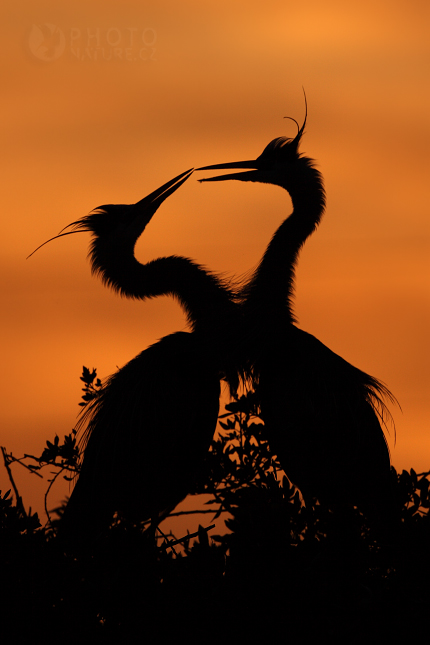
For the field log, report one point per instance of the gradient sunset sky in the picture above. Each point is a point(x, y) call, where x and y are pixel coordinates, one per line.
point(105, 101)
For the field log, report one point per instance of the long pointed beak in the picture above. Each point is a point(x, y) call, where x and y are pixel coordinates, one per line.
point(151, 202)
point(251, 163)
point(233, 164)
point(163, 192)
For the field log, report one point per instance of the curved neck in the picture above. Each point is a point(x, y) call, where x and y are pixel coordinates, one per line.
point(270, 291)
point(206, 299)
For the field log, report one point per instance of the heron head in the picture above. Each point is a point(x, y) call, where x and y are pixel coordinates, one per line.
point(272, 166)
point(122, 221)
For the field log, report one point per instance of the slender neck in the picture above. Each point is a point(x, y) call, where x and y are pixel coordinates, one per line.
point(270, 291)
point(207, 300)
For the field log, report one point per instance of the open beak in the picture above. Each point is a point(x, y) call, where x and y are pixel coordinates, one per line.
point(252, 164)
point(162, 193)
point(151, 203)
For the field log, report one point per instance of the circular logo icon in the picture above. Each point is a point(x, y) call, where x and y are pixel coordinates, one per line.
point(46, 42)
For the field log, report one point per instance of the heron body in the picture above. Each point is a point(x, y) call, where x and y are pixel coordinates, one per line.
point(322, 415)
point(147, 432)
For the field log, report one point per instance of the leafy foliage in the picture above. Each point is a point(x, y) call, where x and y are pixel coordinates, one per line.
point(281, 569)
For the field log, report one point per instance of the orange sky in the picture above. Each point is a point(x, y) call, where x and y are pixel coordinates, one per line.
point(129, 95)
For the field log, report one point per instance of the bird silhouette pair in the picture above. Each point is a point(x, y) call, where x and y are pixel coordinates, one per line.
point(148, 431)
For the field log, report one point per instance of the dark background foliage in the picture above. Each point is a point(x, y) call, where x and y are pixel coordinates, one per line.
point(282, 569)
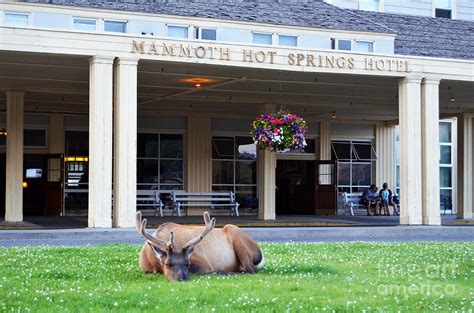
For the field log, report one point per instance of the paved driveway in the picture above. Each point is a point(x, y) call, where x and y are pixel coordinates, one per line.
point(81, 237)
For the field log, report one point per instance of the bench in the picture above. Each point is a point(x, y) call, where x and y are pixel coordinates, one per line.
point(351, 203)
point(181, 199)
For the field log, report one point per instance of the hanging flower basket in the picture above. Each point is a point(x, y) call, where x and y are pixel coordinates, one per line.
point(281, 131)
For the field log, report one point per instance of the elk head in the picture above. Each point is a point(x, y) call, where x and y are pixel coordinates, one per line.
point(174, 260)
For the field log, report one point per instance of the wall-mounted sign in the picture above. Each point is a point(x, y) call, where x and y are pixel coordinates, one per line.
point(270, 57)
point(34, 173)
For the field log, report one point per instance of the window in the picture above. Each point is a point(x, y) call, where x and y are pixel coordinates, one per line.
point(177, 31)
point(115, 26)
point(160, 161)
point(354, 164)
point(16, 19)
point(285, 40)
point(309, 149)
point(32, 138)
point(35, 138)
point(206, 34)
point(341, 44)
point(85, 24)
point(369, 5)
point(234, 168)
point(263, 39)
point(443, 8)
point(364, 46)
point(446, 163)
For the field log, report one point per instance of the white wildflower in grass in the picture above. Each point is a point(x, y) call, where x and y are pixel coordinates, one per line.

☆ ☆ ☆

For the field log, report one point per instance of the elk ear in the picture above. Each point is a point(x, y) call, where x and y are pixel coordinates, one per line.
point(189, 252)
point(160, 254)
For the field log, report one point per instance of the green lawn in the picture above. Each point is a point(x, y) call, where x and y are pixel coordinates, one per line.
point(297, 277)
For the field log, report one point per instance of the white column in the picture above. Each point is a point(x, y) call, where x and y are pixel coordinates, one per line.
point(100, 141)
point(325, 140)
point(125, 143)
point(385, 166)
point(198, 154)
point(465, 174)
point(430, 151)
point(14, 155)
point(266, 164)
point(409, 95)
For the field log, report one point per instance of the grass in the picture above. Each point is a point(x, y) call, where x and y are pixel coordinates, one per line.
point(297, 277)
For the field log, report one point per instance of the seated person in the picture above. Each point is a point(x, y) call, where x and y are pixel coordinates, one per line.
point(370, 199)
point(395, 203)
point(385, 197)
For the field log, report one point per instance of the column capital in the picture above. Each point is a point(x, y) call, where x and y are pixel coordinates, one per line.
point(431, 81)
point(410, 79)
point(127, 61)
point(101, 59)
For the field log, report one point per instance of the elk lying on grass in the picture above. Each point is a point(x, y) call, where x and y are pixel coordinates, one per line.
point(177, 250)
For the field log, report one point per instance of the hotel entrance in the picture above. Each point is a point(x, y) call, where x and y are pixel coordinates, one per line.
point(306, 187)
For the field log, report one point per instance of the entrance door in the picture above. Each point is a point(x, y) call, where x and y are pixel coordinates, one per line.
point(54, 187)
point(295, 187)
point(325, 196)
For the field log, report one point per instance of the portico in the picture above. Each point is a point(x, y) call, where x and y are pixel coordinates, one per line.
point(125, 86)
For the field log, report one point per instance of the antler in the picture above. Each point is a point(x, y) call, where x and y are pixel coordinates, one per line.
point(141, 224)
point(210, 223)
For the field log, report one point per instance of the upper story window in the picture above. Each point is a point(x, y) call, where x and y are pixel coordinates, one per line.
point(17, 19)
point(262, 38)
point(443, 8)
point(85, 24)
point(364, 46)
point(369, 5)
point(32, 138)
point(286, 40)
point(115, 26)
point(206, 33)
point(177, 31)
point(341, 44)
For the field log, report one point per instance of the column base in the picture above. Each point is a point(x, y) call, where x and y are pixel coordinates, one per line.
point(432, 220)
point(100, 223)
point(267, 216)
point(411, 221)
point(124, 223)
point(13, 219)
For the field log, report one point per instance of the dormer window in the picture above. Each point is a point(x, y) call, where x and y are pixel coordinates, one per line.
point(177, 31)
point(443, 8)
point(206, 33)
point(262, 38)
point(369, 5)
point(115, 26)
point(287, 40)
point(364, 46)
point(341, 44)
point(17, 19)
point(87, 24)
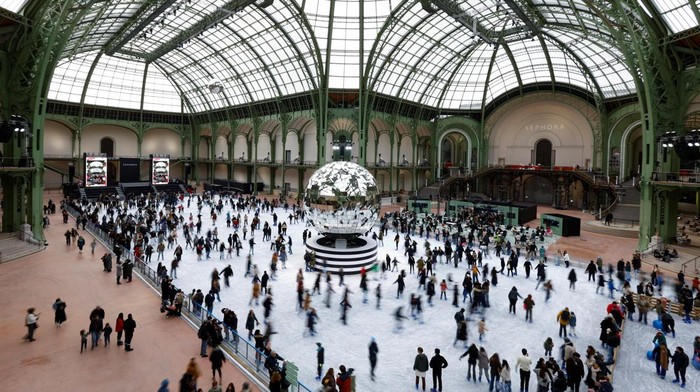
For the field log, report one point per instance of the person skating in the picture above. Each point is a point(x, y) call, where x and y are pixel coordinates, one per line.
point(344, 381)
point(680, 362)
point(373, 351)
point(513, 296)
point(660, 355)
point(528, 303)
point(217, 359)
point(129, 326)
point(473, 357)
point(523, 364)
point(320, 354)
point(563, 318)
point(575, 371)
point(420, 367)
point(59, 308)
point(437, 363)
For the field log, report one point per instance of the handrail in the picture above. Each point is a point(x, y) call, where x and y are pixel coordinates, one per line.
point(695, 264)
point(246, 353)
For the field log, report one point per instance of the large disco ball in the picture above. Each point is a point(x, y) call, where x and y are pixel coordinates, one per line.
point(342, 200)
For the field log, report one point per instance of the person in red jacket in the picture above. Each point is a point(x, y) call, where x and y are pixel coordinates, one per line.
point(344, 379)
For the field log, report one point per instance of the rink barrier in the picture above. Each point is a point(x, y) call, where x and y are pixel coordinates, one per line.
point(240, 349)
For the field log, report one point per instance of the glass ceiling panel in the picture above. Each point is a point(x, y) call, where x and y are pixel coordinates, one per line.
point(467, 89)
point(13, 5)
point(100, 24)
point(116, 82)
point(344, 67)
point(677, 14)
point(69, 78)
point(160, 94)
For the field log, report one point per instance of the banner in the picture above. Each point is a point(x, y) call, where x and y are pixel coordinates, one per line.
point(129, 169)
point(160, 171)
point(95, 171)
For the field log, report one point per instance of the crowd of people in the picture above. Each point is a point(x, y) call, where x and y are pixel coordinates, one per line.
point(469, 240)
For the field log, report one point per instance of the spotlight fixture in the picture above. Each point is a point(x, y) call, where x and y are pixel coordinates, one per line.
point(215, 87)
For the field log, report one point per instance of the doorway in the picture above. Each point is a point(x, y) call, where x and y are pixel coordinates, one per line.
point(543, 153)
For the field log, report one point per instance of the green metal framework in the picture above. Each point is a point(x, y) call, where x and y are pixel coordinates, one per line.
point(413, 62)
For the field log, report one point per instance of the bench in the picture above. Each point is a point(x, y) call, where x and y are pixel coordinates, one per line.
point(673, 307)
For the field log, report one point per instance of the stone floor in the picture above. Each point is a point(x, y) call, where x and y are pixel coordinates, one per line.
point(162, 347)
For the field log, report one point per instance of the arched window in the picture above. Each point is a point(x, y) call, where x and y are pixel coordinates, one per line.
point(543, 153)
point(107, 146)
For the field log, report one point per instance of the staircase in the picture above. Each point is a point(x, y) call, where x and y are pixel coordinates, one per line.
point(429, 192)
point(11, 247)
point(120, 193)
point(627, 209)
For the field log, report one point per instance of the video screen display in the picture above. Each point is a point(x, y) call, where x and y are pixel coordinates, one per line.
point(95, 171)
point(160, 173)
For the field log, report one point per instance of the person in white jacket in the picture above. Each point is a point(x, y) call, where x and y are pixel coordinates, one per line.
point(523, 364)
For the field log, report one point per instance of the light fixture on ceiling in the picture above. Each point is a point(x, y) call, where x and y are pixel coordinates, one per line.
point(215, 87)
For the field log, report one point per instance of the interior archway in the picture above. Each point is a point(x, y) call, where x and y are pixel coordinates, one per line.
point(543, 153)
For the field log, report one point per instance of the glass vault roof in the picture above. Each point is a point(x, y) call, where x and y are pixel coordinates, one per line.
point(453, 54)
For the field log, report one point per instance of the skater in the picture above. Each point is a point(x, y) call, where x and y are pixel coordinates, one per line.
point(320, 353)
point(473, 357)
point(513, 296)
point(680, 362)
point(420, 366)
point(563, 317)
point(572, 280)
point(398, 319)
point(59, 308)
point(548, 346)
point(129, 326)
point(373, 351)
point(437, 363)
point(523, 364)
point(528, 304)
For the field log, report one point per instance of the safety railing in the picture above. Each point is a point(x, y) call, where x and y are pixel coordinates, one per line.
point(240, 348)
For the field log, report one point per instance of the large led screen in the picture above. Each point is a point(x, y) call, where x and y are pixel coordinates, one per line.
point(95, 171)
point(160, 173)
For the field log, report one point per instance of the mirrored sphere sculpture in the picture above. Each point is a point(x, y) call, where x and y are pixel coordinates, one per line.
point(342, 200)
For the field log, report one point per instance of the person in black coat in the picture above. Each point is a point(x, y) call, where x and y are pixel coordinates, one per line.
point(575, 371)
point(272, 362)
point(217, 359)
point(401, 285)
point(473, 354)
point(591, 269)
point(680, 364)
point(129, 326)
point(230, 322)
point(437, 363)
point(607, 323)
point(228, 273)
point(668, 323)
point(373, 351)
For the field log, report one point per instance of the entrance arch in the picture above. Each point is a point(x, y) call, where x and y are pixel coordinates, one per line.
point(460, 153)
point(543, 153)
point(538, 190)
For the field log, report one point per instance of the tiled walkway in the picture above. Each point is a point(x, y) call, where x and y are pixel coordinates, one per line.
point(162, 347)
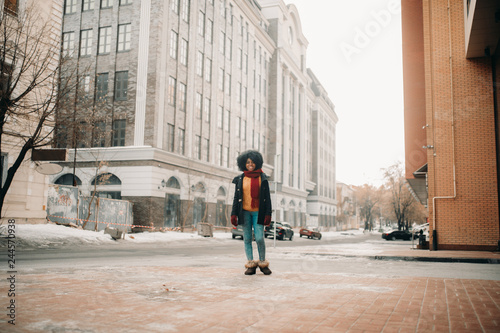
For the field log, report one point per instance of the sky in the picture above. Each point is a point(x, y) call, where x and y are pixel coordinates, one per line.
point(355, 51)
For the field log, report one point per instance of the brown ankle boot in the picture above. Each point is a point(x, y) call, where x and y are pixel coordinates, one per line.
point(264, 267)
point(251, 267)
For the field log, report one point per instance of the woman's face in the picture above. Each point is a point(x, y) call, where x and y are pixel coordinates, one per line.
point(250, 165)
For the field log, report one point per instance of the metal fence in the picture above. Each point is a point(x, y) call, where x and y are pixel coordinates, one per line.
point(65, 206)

☆ ☆ ☆

Exercise aim: Reproduce the lines from the one containing "of the gradient" through the one containing "point(147, 432)", both included, substituting "survey record" for every occurrence of "field log" and leaving everything else unchanged.

Reply to the exercise:
For the survey record, report one point per instance of the gradient sunset sky in the picture above. Each point is a point(x, y) call, where x and y are pixel coordinates, one per line.
point(105, 101)
For the survey record, report one point per instance of the long pointed beak in the picture above. Each point is a point(x, y) call, where x and y are pixel coordinates, one per line.
point(151, 202)
point(251, 163)
point(233, 164)
point(163, 192)
For the survey record, report one point per instance of the curved neck in the picture above. Each point is a point(x, y) call, where x and y are pixel coordinates, one per line.
point(270, 291)
point(206, 299)
For the survey record, report one point per instance of the heron head in the picture above. Each point is a point(x, y) call, where x and y are pixel coordinates, one per line.
point(272, 166)
point(122, 221)
For the survey record, report one point per instance of the slender neck in the picture above. Each point is a point(x, y) call, where x and y are pixel coordinates, one per line.
point(270, 291)
point(207, 300)
For the survey record, report one point per instance of the open beak in the picture above. Each point is a point(x, y) call, where x and y are pixel coordinates, one per line.
point(252, 164)
point(162, 193)
point(151, 203)
For the survey record, report one point per instance of the circular logo icon in the picture above. Each point is a point(x, y) call, where x and y are pixel coordinates, one per line.
point(46, 42)
For the survey record, report one point per instance of the heron body in the picture above. Each point is a point(x, y) call, where x and y are pixel coordinates, one per line.
point(322, 415)
point(147, 432)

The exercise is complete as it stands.